Dataset excerpts
=======
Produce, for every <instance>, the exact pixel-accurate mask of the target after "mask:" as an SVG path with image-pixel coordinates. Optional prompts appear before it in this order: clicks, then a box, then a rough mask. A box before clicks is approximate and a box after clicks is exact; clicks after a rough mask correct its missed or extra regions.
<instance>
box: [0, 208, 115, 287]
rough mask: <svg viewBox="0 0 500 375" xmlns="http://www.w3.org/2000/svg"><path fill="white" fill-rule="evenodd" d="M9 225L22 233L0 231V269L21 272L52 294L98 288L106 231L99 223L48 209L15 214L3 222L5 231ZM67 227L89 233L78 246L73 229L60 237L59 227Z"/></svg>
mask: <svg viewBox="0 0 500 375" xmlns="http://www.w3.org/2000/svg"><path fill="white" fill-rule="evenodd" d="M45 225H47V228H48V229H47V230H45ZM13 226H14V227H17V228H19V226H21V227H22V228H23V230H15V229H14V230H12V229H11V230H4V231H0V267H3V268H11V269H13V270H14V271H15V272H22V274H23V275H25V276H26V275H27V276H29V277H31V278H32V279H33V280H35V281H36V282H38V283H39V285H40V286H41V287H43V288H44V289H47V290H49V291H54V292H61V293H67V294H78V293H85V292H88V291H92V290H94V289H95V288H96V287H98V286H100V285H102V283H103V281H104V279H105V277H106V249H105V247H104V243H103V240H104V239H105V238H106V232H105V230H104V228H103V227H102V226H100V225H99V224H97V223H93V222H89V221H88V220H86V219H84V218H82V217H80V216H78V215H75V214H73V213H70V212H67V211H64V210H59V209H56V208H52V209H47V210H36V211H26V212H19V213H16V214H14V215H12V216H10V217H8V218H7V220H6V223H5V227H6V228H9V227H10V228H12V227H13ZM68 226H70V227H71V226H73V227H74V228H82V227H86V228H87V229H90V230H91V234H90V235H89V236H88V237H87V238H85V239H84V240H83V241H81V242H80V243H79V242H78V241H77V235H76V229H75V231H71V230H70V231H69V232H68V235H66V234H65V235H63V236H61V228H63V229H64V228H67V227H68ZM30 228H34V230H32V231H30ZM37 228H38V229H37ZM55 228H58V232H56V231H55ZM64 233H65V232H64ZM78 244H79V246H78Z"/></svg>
=======
ABOUT THIS EXERCISE
What number of lines in the records hold the word "instance"? Reply with that number alone.

RESPONSE TO THIS EXERCISE
2